══ Provided text ══
Nobody told me how hard parenthood would be.
Sure, they tried on some level, but I didn’t get it — couldn’t get it. There was all the talk about being sleep deprived and begging for a shower, of course, but no one can truly understand how grueling those first few months after bringing home a newborn can be until they’ve experienced it themselves. And plenty of people gave me advice about which gear to use and when to hit up the garage sales for goods, but again, until you’ve been in the trenches, there’s no understanding just how critical getting a barely used, $45 developmental toy for $5 is.
What few, if any, people discussed, however, was how utterly heartwarming, terrifying, and gut wrenching parenting would be.
Nobody told me hearing my special needs child’s first giggles would be equivalent to the feeling of having just cured cancer.
Nobody told me conversations with my toddler would simultaneously feed my soul and drive me nuts.
Nobody told me I would cry the first time my child tried and failed at something.
Nobody told me I would want to buy and give them everything but would have to restrain myself and provide them with only what they needed.
Nobody told me I would sit awake at night, imagining with horror what it would be like if my child were in the position of others who were suffering from incurable diseases or had been the victims of senseless crime.
Nobody told me I would spend half my special needs kid’s childhood in physical, occupational, and speech therapy with him.
Nobody told me I would have to choose between buying the healthy, organic food and purchasing my kid the foot and leg orthotic he so desperately needs to walk properly.
Nobody told me I would feel a sense of helplessness when my child entered kindergarten — that point-of-no-return passage into a world of rules and conformity and social expectation.
Nobody told me about the rage and heartbreak that would fill my soul when my child was bullied for the first time.
Nobody told me how in awe I would be of my children’s ability to make friends and organize play time.
Nobody told me I would attempt to bargain with God, begging Him to let me take on all my kid’s hardship and pain in exchange for a lifetime of happiness and ease for my child.
Nobody told me how fearful I would be of letting my kids wander the neighborhood and play for the first time or how much strength it would require to let them do it anyway.
Nobody told me I would constantly second guess my parenting choices, certain that what I had thought was right in the moment was the thing that would damage their psyches permanently.
Nobody told me I would sneak into their rooms to watch them sleep at night and weep with joy, fear, and pride at all they were, are, and would become.
═══
══ Data under study ══
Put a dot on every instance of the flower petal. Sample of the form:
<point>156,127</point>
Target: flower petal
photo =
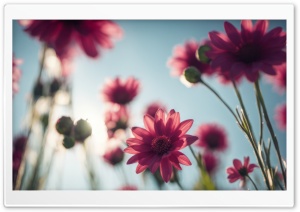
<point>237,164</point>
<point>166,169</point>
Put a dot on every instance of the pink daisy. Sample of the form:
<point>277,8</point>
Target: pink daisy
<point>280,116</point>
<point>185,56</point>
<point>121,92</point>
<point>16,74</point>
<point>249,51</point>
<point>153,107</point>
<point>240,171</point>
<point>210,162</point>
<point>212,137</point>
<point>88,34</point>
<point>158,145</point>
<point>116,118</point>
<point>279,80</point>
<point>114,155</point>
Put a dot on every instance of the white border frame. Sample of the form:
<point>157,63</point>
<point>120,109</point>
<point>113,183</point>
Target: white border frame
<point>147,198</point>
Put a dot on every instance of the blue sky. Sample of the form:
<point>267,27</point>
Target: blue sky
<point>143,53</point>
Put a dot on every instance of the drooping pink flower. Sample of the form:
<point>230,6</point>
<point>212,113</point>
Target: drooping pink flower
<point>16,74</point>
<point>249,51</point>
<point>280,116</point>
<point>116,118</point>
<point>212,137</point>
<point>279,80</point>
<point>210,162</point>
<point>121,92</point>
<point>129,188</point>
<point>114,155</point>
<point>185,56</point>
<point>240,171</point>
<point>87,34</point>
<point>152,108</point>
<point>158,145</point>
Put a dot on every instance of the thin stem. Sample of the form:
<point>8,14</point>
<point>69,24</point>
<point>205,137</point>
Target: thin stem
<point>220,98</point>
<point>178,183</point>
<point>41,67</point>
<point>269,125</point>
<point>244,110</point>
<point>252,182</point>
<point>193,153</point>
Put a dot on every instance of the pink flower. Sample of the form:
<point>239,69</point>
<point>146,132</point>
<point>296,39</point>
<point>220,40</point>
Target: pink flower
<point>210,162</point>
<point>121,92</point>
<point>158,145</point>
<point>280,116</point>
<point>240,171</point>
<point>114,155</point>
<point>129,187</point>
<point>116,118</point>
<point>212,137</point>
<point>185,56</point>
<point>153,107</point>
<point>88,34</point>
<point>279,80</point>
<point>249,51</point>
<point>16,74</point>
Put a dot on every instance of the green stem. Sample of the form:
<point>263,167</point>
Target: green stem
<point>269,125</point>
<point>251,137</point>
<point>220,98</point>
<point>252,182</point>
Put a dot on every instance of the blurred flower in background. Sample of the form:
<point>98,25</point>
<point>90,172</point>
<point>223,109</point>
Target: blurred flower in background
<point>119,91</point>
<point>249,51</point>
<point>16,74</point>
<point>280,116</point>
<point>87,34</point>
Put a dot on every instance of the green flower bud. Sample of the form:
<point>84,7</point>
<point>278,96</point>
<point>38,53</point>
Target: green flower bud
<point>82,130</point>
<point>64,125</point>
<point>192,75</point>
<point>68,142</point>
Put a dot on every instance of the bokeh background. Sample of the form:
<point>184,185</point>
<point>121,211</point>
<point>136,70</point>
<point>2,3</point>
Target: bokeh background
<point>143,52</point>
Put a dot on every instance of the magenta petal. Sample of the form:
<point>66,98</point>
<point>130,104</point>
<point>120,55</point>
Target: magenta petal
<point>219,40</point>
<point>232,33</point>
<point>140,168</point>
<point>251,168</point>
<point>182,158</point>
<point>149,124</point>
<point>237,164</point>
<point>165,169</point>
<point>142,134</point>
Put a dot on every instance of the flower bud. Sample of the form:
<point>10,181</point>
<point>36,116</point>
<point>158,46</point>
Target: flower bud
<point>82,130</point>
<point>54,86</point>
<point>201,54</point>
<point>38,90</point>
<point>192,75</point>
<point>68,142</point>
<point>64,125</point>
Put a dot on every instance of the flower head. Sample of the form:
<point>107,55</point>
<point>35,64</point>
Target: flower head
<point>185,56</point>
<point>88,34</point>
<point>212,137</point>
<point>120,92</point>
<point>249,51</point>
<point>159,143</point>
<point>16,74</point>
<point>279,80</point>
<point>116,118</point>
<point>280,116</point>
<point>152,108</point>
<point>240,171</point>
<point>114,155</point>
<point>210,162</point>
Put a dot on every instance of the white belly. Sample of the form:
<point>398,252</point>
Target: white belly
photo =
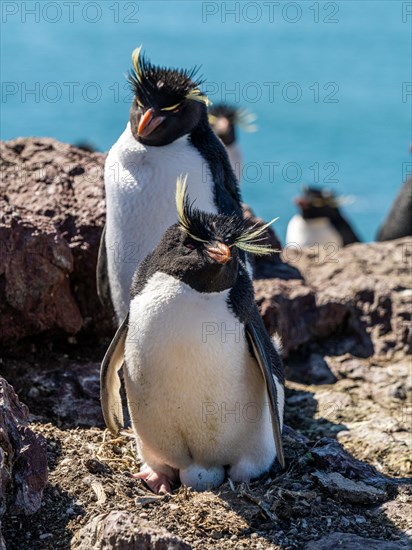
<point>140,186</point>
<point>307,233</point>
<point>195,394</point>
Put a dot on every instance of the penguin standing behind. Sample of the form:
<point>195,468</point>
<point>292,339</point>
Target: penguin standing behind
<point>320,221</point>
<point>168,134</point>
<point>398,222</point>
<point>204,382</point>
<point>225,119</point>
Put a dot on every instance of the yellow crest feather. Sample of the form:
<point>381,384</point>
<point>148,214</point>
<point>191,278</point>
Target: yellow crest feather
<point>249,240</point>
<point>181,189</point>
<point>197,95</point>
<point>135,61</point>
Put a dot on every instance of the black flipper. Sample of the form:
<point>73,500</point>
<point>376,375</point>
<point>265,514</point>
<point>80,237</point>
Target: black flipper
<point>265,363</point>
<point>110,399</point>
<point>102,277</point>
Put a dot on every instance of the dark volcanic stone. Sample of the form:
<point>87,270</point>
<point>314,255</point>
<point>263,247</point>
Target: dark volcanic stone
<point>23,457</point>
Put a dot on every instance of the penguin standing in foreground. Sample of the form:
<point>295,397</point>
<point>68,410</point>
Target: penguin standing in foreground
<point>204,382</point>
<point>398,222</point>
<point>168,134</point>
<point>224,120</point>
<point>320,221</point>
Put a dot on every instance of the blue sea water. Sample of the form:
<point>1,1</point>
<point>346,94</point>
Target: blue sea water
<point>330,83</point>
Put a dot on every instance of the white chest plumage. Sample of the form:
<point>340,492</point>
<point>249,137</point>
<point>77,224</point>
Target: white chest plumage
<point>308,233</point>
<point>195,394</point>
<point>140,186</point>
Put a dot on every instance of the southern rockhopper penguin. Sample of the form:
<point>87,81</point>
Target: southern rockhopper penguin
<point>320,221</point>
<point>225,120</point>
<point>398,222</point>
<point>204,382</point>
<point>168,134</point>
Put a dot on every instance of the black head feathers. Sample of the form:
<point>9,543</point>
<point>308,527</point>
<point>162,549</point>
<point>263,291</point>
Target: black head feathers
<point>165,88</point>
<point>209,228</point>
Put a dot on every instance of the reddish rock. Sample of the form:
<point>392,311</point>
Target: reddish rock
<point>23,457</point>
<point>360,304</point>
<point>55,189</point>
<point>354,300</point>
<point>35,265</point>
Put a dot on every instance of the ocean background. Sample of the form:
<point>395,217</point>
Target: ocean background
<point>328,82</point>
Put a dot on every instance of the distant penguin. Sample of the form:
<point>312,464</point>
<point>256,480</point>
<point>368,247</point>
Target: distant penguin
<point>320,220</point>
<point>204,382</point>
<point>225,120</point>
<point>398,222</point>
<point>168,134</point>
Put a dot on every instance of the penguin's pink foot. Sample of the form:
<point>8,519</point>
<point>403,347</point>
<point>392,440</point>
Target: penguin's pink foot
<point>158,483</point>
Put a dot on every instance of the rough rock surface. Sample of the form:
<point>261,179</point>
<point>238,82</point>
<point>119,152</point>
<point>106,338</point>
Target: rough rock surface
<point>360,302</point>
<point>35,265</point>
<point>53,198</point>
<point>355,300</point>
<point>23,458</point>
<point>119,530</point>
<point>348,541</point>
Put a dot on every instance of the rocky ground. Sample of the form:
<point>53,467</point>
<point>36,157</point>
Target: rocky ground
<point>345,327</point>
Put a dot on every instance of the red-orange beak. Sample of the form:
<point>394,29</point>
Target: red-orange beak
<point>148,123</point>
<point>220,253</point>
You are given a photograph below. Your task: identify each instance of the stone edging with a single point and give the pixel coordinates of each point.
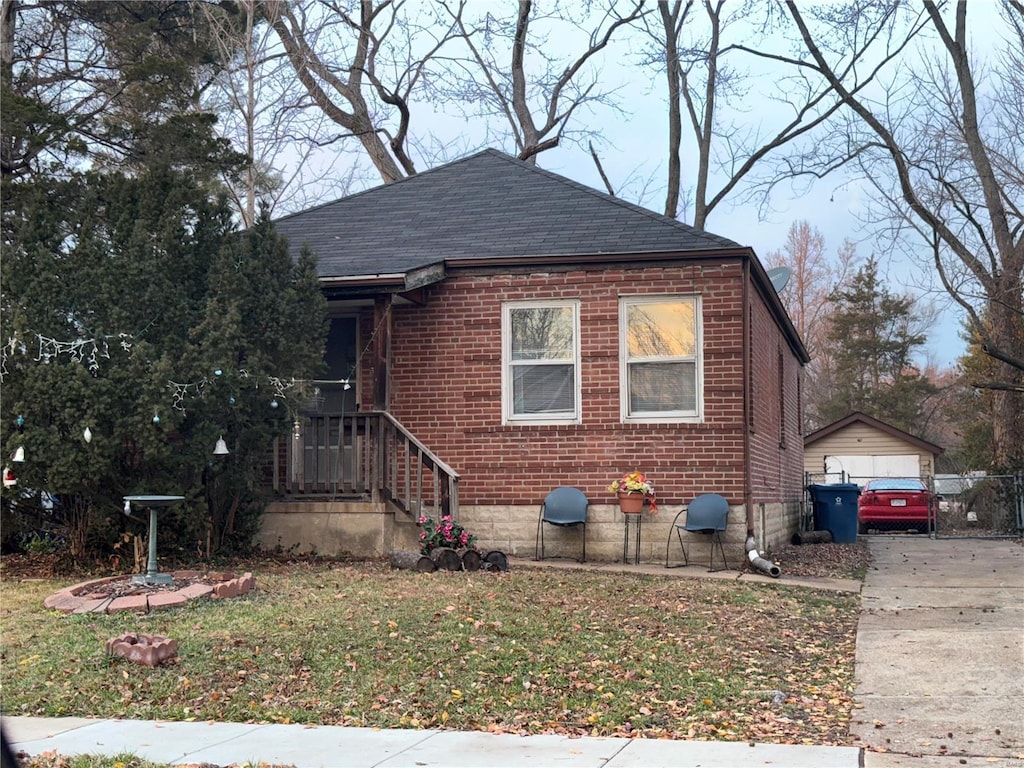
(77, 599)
═══
══ Data under study ══
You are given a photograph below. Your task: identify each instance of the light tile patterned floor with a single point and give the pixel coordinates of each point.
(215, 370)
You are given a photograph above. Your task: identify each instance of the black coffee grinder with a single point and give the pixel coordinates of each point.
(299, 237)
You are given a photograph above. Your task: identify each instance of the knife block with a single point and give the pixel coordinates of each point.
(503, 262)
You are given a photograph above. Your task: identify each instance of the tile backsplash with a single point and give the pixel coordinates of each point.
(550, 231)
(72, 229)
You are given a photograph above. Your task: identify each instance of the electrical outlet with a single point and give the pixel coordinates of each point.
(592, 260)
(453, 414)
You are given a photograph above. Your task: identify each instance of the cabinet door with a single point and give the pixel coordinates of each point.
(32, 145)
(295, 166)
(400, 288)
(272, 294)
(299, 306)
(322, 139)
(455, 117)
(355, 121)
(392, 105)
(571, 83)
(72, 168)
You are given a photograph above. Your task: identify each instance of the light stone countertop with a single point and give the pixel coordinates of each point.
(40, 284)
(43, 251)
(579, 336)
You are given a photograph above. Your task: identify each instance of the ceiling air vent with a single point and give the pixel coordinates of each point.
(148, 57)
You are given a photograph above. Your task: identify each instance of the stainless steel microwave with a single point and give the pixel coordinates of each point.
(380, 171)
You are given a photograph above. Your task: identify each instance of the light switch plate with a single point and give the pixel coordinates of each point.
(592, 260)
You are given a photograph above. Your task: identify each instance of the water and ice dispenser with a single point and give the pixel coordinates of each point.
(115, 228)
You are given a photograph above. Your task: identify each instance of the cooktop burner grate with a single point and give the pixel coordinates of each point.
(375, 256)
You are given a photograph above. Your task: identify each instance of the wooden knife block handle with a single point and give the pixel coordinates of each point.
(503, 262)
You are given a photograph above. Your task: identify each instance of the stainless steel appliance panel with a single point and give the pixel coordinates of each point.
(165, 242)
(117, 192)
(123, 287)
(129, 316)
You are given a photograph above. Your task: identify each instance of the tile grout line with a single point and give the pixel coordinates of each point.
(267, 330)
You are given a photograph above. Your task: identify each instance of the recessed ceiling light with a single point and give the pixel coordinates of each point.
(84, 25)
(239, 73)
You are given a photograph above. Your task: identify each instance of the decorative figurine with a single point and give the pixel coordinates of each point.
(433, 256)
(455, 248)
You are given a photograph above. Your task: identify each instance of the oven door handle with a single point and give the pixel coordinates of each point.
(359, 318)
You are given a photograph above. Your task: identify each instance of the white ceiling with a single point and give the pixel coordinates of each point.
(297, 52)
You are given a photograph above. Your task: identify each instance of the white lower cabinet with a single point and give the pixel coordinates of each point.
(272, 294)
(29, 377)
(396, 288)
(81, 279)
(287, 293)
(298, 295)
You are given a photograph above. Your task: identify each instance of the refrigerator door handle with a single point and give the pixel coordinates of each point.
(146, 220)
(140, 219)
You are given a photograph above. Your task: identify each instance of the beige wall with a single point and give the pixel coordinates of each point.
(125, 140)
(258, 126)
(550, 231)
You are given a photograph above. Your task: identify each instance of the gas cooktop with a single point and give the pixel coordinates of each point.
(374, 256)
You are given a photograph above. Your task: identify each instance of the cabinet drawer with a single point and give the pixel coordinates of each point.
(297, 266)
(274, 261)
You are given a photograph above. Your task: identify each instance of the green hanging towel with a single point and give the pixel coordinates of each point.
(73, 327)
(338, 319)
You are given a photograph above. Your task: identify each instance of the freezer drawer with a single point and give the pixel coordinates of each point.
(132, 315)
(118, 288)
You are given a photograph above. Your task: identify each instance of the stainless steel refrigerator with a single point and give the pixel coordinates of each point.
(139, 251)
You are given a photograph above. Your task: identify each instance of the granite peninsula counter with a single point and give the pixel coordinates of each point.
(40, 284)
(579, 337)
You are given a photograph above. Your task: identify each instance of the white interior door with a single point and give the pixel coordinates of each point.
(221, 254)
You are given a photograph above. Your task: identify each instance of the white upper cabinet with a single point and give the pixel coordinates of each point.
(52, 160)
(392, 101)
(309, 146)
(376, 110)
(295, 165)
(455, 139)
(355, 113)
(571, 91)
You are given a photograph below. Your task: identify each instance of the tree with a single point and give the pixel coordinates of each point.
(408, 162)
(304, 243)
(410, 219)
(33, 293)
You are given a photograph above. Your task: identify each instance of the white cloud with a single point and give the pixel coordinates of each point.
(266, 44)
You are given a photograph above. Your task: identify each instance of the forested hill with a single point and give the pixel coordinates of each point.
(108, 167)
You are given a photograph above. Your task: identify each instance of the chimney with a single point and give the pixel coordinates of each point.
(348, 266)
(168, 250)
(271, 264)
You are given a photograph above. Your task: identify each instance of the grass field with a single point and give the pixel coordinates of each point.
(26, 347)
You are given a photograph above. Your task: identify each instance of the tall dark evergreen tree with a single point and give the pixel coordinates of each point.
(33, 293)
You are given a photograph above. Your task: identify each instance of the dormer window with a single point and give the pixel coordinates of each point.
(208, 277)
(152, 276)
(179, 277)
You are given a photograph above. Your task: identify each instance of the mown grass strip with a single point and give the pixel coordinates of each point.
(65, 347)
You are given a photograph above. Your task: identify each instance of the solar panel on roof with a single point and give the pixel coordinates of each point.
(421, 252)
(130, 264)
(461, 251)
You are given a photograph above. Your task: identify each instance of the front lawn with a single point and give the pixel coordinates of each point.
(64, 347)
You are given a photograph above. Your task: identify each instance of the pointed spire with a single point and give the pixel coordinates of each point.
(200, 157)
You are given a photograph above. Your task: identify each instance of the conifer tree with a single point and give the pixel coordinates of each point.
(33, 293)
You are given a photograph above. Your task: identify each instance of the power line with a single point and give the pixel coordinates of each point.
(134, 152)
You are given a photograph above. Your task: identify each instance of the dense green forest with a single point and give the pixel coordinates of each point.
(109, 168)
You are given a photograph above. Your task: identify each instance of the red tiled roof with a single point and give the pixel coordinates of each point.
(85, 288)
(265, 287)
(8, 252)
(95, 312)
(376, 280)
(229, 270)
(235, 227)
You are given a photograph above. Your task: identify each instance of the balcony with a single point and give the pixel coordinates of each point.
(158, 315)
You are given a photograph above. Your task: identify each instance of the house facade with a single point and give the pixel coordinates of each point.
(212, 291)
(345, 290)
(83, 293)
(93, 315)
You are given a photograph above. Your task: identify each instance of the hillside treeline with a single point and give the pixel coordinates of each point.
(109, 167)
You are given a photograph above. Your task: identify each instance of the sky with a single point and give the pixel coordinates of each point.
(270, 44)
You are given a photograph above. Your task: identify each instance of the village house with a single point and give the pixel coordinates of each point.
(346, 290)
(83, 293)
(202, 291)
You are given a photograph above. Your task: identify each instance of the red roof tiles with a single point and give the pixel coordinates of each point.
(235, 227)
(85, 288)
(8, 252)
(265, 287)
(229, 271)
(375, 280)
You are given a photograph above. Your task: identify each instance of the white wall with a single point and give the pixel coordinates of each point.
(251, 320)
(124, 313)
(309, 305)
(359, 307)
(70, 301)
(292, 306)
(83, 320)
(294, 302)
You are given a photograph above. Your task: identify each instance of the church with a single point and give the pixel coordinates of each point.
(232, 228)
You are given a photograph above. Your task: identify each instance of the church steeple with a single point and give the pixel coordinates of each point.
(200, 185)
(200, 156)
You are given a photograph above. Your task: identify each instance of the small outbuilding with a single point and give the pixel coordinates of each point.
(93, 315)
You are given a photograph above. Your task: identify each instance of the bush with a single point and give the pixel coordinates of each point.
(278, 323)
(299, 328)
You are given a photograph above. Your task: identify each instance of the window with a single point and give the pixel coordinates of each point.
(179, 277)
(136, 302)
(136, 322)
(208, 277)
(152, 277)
═══
══ Data under study ══
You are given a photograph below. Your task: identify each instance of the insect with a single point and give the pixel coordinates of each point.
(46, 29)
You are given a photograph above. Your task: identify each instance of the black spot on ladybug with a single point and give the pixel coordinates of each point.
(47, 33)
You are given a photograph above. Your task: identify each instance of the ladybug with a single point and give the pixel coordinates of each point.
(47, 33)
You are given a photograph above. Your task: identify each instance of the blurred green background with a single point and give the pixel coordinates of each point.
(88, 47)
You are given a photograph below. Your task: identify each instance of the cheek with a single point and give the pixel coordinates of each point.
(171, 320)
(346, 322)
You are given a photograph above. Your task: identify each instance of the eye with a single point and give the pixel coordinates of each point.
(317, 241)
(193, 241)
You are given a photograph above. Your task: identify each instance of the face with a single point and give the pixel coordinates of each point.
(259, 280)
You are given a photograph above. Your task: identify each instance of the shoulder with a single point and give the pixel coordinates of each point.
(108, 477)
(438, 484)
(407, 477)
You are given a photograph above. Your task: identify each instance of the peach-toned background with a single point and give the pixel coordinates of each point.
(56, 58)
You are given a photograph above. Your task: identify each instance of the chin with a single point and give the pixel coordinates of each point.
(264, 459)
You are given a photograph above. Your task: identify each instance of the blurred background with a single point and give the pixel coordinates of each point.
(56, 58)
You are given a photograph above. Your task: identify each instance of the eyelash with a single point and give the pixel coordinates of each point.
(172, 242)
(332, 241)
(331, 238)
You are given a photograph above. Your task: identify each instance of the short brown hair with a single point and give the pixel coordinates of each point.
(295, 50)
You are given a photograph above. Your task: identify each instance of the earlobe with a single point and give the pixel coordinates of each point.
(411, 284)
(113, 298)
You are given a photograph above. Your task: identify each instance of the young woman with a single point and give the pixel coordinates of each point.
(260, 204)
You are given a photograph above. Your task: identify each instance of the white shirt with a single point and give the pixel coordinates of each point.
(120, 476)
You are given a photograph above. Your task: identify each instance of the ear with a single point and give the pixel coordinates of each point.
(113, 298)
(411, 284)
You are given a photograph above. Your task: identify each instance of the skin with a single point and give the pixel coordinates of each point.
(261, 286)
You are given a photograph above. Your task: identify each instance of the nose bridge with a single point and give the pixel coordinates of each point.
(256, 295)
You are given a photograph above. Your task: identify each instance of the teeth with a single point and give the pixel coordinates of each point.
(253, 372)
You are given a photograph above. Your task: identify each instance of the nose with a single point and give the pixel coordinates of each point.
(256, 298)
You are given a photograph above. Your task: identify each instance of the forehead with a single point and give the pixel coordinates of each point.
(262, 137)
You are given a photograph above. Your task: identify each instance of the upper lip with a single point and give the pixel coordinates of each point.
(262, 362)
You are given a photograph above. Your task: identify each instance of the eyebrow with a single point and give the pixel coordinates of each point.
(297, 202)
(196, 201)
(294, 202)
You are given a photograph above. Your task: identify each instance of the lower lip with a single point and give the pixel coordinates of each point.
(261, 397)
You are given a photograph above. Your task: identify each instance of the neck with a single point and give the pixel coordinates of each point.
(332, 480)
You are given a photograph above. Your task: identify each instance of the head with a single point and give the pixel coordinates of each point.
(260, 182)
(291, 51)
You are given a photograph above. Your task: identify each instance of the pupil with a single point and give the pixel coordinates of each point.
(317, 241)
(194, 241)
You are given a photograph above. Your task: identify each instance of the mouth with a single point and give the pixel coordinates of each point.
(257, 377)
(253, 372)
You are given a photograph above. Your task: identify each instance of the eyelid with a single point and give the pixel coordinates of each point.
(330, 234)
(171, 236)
═══
* _Task set_:
**1.** In the essay on parenthood, what price does the writer give for the barely used developmental toy, and what was its original cost?
**2.** Continue the essay on parenthood from where it stops.

* _Answers by item number_:
**1.** The toy cost $5 and was originally $45.

**2.**
Nobody told me I would yell at them, say things I couldn’t take back, and make a thousand terrible mistakes in the span of just a few short years.
Nobody told me I would be overcome with a sense of love incomparable to anything I’ve ever experienced in life.
Nobody told me I would have to fight back with every ounce of willpower against the desire to swoop in and save them every time I thought they needed it.
Nobody told me I would miss them with a deep, pulsating ache whenever I was away from them for a day or more.
Nobody told me how much my confidence and resolve would be tested in the face of all the judgment and finger pointing among parents.
Nobody told me I would lock myself in the bathroom and sob, desperate for a moment alone without whining and bickering and insubordination.
Nobody told me there would be moments when I would have to walk away — when the cocktail of emotions swirling inside me would be so toxic, I would be unsure how I might react to their next act of terrorism.
Nobody told me the feeling of tiny hands around my neck and tiny noses engaged in Eskimo kisses would transform the worst day into the best one.
Nobody told me they would need so much from me — that there would never be enough time, attention, and love to go around.
Nobody told me they would steal my soul and I would happily allow it or that I would never — could never — be the same again.
Nobody told me about the guilt. The searing, debilitating, quick-to-appear guilt.
Nobody told me parenthood would cost so much financially, physically, or emotionally or that it would be the single most rewarding thing I have and will ever do in my life.
Nobody told me how hard parenthood would be. And I’m glad they didn’t. Because I’m not sure if, knowing what I know now, I would be strong enough to jump in head first again. And that would be the hardest part of everything — never having done it at all.